**SÉRIE DE TÂCHES**
A. Résumez en deux phrases le texte sur les mregDCs CD63+.
B. Veuillez réécrire sous forme de liste le paragraphe du texte sur les mregDCs CD63+ qui commence par « Des expériences de co-culture », en gardant ses faits principaux.
C. Poursuivez le texte sur les mregDCs CD63+ à partir de sa dernière phrase.

**EXTRAIT PRÉSENTÉ**

************

Identification du marqueur CD63
L’étude a ensuite confirmé CD63 comme un marqueur de surface spécifique des mregDCs par cytométrie en flux et par réaction en chaîne par polymérase en temps réel quantitatif (qRT-PCR). Les CD63+ mregDCs étaient associés à une expression de CD172a, un marqueur de CDC2, plus élevée qu’à celle de XCR1, un marqueur de CDC1. Par des quantifications par cytométrie en flux de l’expression des CD63+ mregDCs pendant la progression tumorale, il a été observé une accumulation dans les TDLNs, corrélée négativement avec la fréquence des CDC1s.
Analyse fonctionnelle d’immunorégulation
Des expériences de co-culture et des analyses par cytométrie en flux ont montré que les CD63+ mregDCs présentent une capacité réduite à stimuler des réponses des cellules T CD8+ spécifiques de l’antigène, par rapport aux CD63- DCs. Cependant, elles sont capables de présenter directement le peptide SIINFEKL et d’activer les cellules T OT-I. D’autres expériences ont montré que les CD63+ mregDCs inhibent la présentation croisée des antigènes par les DCs adjacentes via des médiateurs solubles. En outre, les CD63+ mregDCs ont démontré une capacité significative à favoriser la différenciation des Th2 et Treg via un mécanisme dépendant de l’IDO1.
Voie de maturation et caractéristiques métaboliques
Grâce à une analyse à haute résolution, les mregDCs ont été subdivisées en mregDC1s et mregDC2s, partageant respectivement des caractéristiques transcriptionnelles similaires avec les CDC1s et CDC2s. L’analyse par CITE-seq a montré que les mregDCs sont présentes à la fois dans les TDLNs et les tumeurs, présentant des états transcriptionnels soit de CDC1, soit de CDC2. Utilisant une méthode de mesure du métabolisme énergétique monocellulaire (SCENITH), l’étude a découvert que les mregDCs montrent des niveaux plus élevés d’oxydation des acides gras (FAO) et de génération d’énergie comparés aux CDC1s et CDC2s. D’autres vérifications ont montré qu’un traitement pharmacologique inhibant SREBP2 ou le silence du gène Srebf2 résulte en une diminution des mregDCs, inhibant la progression du mélanome.

************

**ENREGISTREMENTS FOURNIS**
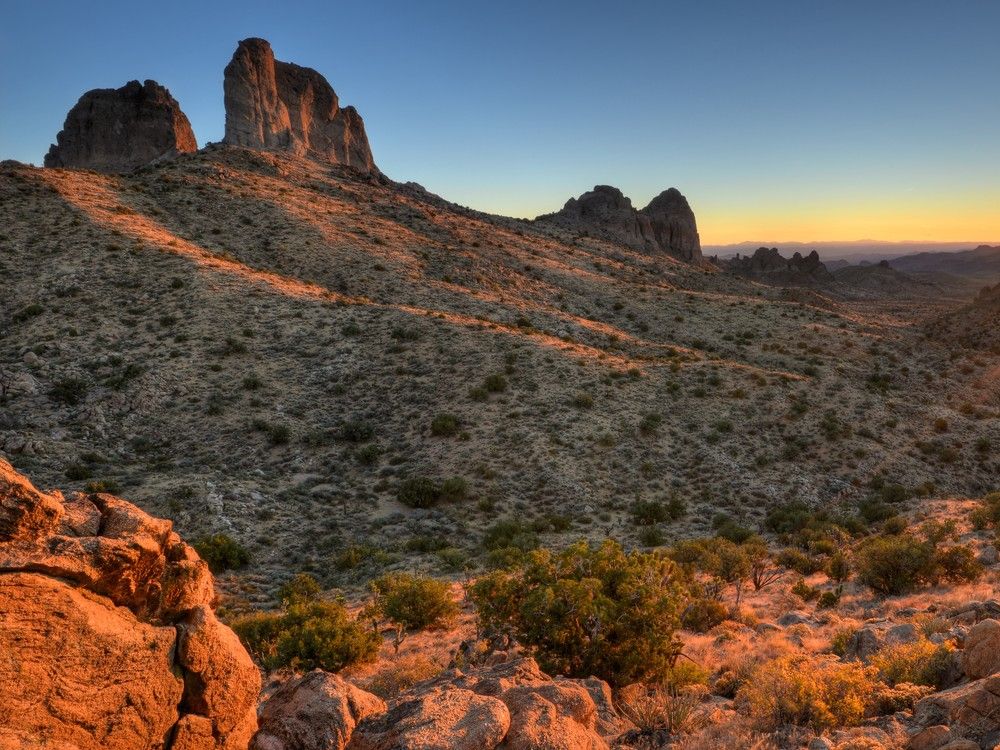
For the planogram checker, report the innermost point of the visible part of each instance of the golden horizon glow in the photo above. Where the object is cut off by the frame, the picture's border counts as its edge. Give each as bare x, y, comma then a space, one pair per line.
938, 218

************

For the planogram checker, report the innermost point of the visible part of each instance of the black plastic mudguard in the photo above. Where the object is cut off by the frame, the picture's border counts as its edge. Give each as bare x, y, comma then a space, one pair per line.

************

**RÉPONSES AUX TÂCHES**
A. L'étude a confirmé CD63 comme marqueur de surface spécifique des mregDCs, et les CD63+ mregDCs s'accumulent dans les TDLNs pendant la progression tumorale, en corrélation négative avec la fréquence des CDC1s. Ces cellules stimulent moins bien les cellules T CD8+ spécifiques de l'antigène que les CD63- DCs, inhibent la présentation croisée par les DCs adjacentes et favorisent la différenciation des Th2 et Treg via l'IDO1, tandis que les mregDCs présentent une oxydation des acides gras plus élevée et diminuent sous l'effet de l'inhibition de SREBP2, ce qui freine le mélanome.

B.
Les CD63+ mregDCs :
- ont une capacité réduite à stimuler les réponses des cellules T CD8+ spécifiques de l'antigène par rapport aux CD63- DCs (co-culture et cytométrie en flux) ;
- présentent directement le peptide SIINFEKL et activent les cellules T OT-I ;
- inhibent la présentation croisée des antigènes par les DCs adjacentes via des médiateurs solubles ;
- favorisent la différenciation des Th2 et Treg par un mécanisme dépendant de l'IDO1.

C.
Validation sur des modèles tumoraux humains
En utilisant la microscopie à fluorescence et l’analyse scRNA-seq, l’étude a identifie les CD63+ mregDCs dans les tissus des ganglions lymphatiques de patients atteints de mélanome. Ce groupe de DCs est riche en gènes de l’homéostasie du cholestérol, et l’analyse transcriptomique spatiale montre que les CD63+ mregDCs sont principalement localisées à proximité des cellules T CD4+ et des Tregs dans les ganglions lymphatiques sentinelles.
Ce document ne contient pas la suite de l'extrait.